» **GOAL OF THE EXERCISE**: Put this sentence from the post on vulnerability risk scoring into Spanish: "When a new vulnerability is disclosed, vendors aren’t required to include a CVSS score alongside the disclosure."

» **DOCUMENT EXCERPT**:

****************************************

How Rapid7 automates vulnerability risk scores with ML pipelines using Amazon SageMaker AI

This post is cowritten with Jimmy Cancilla from Rapid7.

Organizations are managing increasingly distributed systems, which span on-premises infrastructure, cloud services, and edge devices. As systems become interconnected and exchange data, the potential pathways for exploitation multiply, and vulnerability management becomes critical to managing risk. Vulnerability management (VM) is the process of identifying, classifying, prioritizing, and remediating security weaknesses in software, hardware, virtual machines, Internet of Things (IoT) devices, and similar assets. When new vulnerabilities are discovered, organizations are under pressure to remediate them. Delayed responses can open the door to exploits, data breaches, and reputational harm. For organizations with thousands or millions of software assets, effective triage and prioritization for the remediation of vulnerabilities are critical.

To support this process, the Common Vulnerability Scoring System (CVSS) has become the industry standard for evaluating the severity of software vulnerabilities. CVSS v3.1, published by the Forum of Incident Response and Security Teams (FIRST), provides a structured and repeatable framework for scoring vulnerabilities across multiple dimensions: exploitability, impact, attack vector, and others. With new threats emerging constantly, security teams need standardized, near real-time data to respond effectively. CVSS v3.1 is used by organizations such as NIST and major software vendors to prioritize remediation efforts, support risk assessments, and comply with standards.

There is, however, a critical gap that emerges before a vulnerability is formally standardized. When a new vulnerability is disclosed, vendors aren’t required to include a CVSS score alongside the disclosure. Additionally, third-party organizations such as NIST aren’t obligated or bound by specific timelines to analyze vulnerabilities and assign CVSS scores. As a result, many vulnerabilities are made public without a corresponding CVSS score. This situation can leave customers uncertain about how to respond: should they patch the newly discovered vulnerability immediately, monitor it for a few days, or deprioritize it? Our goal with machine learning (ML) is to provide Rapid7 customers with a timely answer to this critical question.

Rapid7 helps organizations protect what matters most so innovation can thrive in an increasingly connected world. Rapid7’s comprehensive technology, services, and community-focused research remove complexity, reduce vulnerabilities, monitor for malicious behavior, and shut down attacks. In this post, we share how Rapid7 implemented end-to-end automation for the training, validation, and deployment of ML models that predict CVSS vectors. Rapid7 customers have the information they need to accurately understand their risk and prioritize remediation measures.

****************************************

(Extracted data entries)
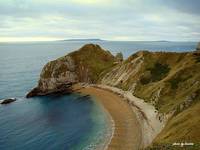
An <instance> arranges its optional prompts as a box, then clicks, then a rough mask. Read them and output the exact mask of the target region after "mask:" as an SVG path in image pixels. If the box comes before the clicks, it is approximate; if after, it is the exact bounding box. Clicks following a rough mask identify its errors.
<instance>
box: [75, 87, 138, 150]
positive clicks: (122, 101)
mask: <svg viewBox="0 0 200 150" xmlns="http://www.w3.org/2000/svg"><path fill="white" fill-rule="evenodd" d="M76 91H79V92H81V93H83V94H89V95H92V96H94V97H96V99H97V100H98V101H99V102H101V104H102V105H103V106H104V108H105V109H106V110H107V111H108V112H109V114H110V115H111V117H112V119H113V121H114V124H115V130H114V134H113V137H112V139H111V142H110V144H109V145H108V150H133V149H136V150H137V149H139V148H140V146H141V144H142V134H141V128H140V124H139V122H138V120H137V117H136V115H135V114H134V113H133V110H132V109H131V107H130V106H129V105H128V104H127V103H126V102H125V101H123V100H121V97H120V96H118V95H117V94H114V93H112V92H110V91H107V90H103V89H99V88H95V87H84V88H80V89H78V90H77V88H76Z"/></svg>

****************************************

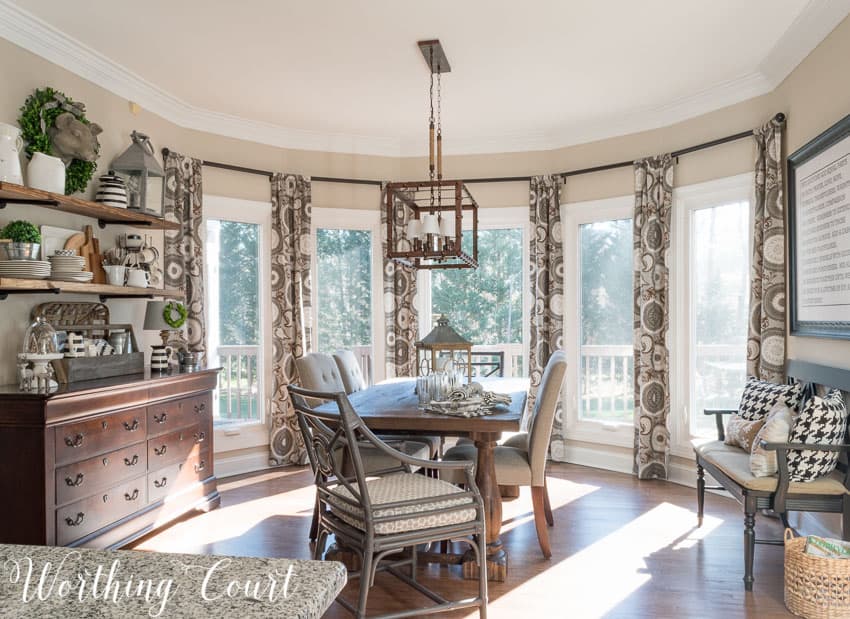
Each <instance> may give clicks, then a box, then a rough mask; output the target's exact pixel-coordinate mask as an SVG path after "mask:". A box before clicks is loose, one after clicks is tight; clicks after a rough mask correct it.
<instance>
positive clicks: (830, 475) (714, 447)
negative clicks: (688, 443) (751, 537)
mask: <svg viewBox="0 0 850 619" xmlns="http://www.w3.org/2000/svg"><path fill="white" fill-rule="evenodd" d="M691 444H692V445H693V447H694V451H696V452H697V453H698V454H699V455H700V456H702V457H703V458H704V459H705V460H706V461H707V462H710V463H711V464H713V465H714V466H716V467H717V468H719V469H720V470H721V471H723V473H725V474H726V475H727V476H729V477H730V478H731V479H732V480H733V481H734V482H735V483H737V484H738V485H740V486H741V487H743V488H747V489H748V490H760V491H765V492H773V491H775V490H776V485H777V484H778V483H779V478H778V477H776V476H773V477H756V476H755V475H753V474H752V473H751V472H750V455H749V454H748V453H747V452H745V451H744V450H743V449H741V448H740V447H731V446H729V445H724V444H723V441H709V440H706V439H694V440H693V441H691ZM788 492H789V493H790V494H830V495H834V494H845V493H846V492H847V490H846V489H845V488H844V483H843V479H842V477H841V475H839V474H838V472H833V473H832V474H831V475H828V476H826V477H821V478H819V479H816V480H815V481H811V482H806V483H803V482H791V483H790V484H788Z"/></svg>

****************************************

» **RESPONSE BELOW**: Cuando se divulga una nueva vulnerabilidad, los proveedores no están obligados a incluir una puntuación CVSS junto con la divulgación.